The full set of entries below is to be returned unchanged.

Start of Source information

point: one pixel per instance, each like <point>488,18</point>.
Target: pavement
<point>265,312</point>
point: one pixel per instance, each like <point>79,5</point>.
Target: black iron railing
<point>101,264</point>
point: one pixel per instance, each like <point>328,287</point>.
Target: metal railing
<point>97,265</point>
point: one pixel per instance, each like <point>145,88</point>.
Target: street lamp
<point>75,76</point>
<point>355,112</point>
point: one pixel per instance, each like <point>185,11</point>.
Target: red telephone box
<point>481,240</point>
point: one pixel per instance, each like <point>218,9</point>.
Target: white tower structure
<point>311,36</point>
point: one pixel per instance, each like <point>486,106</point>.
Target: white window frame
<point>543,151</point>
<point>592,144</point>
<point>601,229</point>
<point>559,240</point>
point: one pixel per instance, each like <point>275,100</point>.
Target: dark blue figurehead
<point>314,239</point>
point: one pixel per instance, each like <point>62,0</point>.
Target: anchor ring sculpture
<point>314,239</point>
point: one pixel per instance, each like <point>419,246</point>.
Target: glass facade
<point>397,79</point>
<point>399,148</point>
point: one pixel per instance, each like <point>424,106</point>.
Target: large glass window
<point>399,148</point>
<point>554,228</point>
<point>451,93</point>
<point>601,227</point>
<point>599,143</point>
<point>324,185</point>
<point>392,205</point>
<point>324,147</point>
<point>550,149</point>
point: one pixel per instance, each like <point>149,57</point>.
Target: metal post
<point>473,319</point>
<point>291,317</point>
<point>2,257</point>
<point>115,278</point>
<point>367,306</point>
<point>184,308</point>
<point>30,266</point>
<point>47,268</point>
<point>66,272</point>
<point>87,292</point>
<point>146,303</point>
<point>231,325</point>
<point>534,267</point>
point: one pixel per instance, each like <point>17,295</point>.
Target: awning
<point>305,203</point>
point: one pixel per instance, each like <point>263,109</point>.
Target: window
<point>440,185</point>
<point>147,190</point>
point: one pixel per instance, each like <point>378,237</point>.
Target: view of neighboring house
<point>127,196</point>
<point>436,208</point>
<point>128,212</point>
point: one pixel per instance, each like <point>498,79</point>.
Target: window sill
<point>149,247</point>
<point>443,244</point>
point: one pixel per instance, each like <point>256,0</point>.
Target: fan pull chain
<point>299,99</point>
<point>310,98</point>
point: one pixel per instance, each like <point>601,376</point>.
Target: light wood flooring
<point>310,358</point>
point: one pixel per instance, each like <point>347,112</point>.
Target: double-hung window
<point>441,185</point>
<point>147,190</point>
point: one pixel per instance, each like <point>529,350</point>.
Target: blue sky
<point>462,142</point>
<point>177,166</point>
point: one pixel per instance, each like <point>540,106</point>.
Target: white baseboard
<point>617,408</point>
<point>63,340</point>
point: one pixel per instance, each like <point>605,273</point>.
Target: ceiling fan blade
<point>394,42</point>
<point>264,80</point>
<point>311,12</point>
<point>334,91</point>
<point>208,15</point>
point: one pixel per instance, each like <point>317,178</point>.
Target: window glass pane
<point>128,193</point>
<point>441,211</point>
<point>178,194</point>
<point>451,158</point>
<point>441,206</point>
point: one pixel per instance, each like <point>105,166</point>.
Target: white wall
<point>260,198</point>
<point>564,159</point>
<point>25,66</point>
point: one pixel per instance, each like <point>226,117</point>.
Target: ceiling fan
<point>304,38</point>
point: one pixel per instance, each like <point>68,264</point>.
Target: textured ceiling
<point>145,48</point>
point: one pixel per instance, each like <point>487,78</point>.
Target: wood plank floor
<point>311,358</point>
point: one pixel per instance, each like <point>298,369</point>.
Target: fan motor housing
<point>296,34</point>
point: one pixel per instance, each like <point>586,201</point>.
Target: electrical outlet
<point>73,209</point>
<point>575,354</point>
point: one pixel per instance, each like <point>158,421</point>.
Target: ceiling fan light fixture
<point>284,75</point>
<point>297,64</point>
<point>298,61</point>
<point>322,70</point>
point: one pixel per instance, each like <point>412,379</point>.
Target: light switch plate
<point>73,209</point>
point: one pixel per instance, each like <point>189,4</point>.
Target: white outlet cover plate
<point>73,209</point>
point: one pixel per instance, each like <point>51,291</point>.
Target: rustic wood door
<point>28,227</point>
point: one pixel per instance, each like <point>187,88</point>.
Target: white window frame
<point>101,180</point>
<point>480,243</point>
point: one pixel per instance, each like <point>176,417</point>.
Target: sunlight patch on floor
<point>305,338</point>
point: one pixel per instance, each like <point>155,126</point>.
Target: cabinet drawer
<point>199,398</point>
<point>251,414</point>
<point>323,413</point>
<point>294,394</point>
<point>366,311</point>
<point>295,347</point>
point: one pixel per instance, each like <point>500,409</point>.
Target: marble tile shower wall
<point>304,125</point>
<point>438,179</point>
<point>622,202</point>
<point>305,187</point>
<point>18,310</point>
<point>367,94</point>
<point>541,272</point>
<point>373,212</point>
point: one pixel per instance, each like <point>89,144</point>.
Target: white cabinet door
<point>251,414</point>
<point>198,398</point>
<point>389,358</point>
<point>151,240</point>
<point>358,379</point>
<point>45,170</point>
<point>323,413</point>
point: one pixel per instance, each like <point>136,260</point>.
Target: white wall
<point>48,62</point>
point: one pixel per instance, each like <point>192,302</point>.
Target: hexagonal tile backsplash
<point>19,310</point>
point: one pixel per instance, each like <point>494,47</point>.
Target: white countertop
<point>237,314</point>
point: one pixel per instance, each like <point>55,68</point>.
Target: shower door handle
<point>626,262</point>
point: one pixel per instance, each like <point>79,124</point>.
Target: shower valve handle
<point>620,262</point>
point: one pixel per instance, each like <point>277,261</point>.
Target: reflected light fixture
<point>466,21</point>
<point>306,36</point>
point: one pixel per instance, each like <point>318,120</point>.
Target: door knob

End of Source information

Answer to this task:
point: one pixel per instance, each like <point>488,18</point>.
Target: pavement
<point>265,312</point>
point: one pixel per instance, each like <point>79,5</point>.
Target: black iron railing
<point>101,264</point>
point: one pixel per instance, each like <point>328,287</point>.
Target: metal railing
<point>97,265</point>
point: one pixel per instance, each like <point>145,88</point>.
Target: street lamp
<point>75,76</point>
<point>355,112</point>
point: one pixel per instance, each like <point>185,11</point>.
Target: red telephone box
<point>481,240</point>
point: one pixel per instance, each like <point>218,9</point>.
Target: white tower structure
<point>311,36</point>
point: one pixel per instance, each like <point>486,106</point>.
Target: white window frame
<point>543,151</point>
<point>592,144</point>
<point>601,229</point>
<point>559,240</point>
point: one pixel per instance, each like <point>275,100</point>.
Target: dark blue figurehead
<point>314,239</point>
point: one pixel per instance, each like <point>62,0</point>.
Target: anchor ring sculpture
<point>314,239</point>
point: one pixel per instance, each like <point>419,246</point>.
Target: glass facade
<point>397,79</point>
<point>399,148</point>
point: one pixel per instance, each like <point>424,106</point>.
Target: large glass window
<point>399,148</point>
<point>554,228</point>
<point>451,93</point>
<point>601,227</point>
<point>599,143</point>
<point>324,185</point>
<point>392,205</point>
<point>324,147</point>
<point>550,149</point>
point: one pixel per instance, each like <point>149,57</point>.
Target: metal post
<point>473,319</point>
<point>291,317</point>
<point>2,257</point>
<point>115,278</point>
<point>367,306</point>
<point>184,308</point>
<point>30,266</point>
<point>47,268</point>
<point>66,272</point>
<point>87,292</point>
<point>146,303</point>
<point>231,325</point>
<point>534,267</point>
point: one pixel per instance, each like <point>17,295</point>.
Target: awning
<point>305,203</point>
point: one pixel per instance, each like <point>263,109</point>.
Target: window
<point>440,185</point>
<point>147,190</point>
point: one pixel per instance, each like <point>378,237</point>.
Target: view of neighboring house
<point>127,196</point>
<point>436,208</point>
<point>128,212</point>
point: one pixel per instance, each like <point>498,79</point>.
Target: window sill
<point>149,247</point>
<point>443,244</point>
point: one pixel per instance, each like <point>256,0</point>.
Target: fan pull chain
<point>299,99</point>
<point>310,98</point>
point: one pixel per instance, each like <point>601,376</point>.
Target: light wood flooring
<point>310,358</point>
point: one pixel per instance, each like <point>347,112</point>.
Target: double-hung window
<point>441,185</point>
<point>147,190</point>
point: one pixel per instance, each like <point>529,350</point>.
Target: blue sky
<point>462,142</point>
<point>177,166</point>
point: one pixel per instance, each like <point>540,106</point>.
Target: white baseboard
<point>617,408</point>
<point>63,340</point>
point: one pixel per instance, each like <point>605,273</point>.
Target: ceiling fan blade
<point>394,42</point>
<point>264,80</point>
<point>311,12</point>
<point>334,91</point>
<point>208,15</point>
point: one pixel per instance, each like <point>317,178</point>.
Target: window glass pane
<point>128,193</point>
<point>441,211</point>
<point>178,194</point>
<point>451,158</point>
<point>441,206</point>
point: one pixel per instance, each like <point>105,166</point>.
Target: white wall
<point>260,198</point>
<point>564,159</point>
<point>25,66</point>
point: one pixel per instance, each like <point>226,117</point>.
Target: ceiling fan
<point>304,38</point>
point: one pixel per instance, each like <point>68,264</point>.
Target: textured ceiling
<point>145,48</point>
point: one pixel per instance, each like <point>487,78</point>.
Target: wood plank floor
<point>311,358</point>
point: one pixel per instance, each like <point>298,369</point>.
Target: fan motor housing
<point>296,34</point>
point: one pixel per instance, each like <point>586,201</point>.
Target: electrical outlet
<point>73,209</point>
<point>575,354</point>
point: one pixel per instance, each like <point>158,421</point>.
Target: ceiling fan light fixture
<point>284,75</point>
<point>297,64</point>
<point>298,61</point>
<point>322,70</point>
point: one pixel per instance, each like <point>412,379</point>.
Target: light switch plate
<point>73,209</point>
point: one pixel per instance, each like <point>189,4</point>.
Target: white outlet cover plate
<point>73,209</point>
point: one pixel per instance, each like <point>51,291</point>.
Target: rustic wood door
<point>28,227</point>
point: one pixel per instance, each like <point>187,88</point>.
Target: white window frame
<point>101,180</point>
<point>480,243</point>
point: one pixel per instance, each like <point>176,417</point>.
Target: sunlight patch on floor
<point>305,338</point>
point: one pixel per instance, each like <point>155,126</point>.
Target: cabinet drawer
<point>199,398</point>
<point>251,414</point>
<point>323,413</point>
<point>294,394</point>
<point>366,311</point>
<point>295,347</point>
point: one pixel per instance, each like <point>500,409</point>.
Target: marble tile shower wall
<point>304,125</point>
<point>438,179</point>
<point>622,202</point>
<point>305,187</point>
<point>18,310</point>
<point>367,94</point>
<point>541,272</point>
<point>373,212</point>
point: one pixel per instance, each like <point>89,144</point>.
Target: white cabinet door
<point>251,414</point>
<point>198,398</point>
<point>389,358</point>
<point>151,240</point>
<point>358,379</point>
<point>45,170</point>
<point>323,413</point>
point: one pixel per instance, each like <point>136,260</point>.
Target: white wall
<point>48,62</point>
point: one pixel per instance, each like <point>192,302</point>.
Target: hexagonal tile backsplash
<point>19,310</point>
point: one pixel per instance, each like <point>494,47</point>.
Target: white countertop
<point>237,314</point>
point: one pixel per instance, each like <point>55,68</point>.
Target: shower door handle
<point>626,262</point>
point: one pixel per instance, each like <point>79,124</point>.
Target: shower valve handle
<point>620,262</point>
point: one pixel per instance, each like <point>277,261</point>.
Target: reflected light fixture
<point>466,21</point>
<point>306,36</point>
point: one pixel per instance, each like <point>318,120</point>.
Target: door knob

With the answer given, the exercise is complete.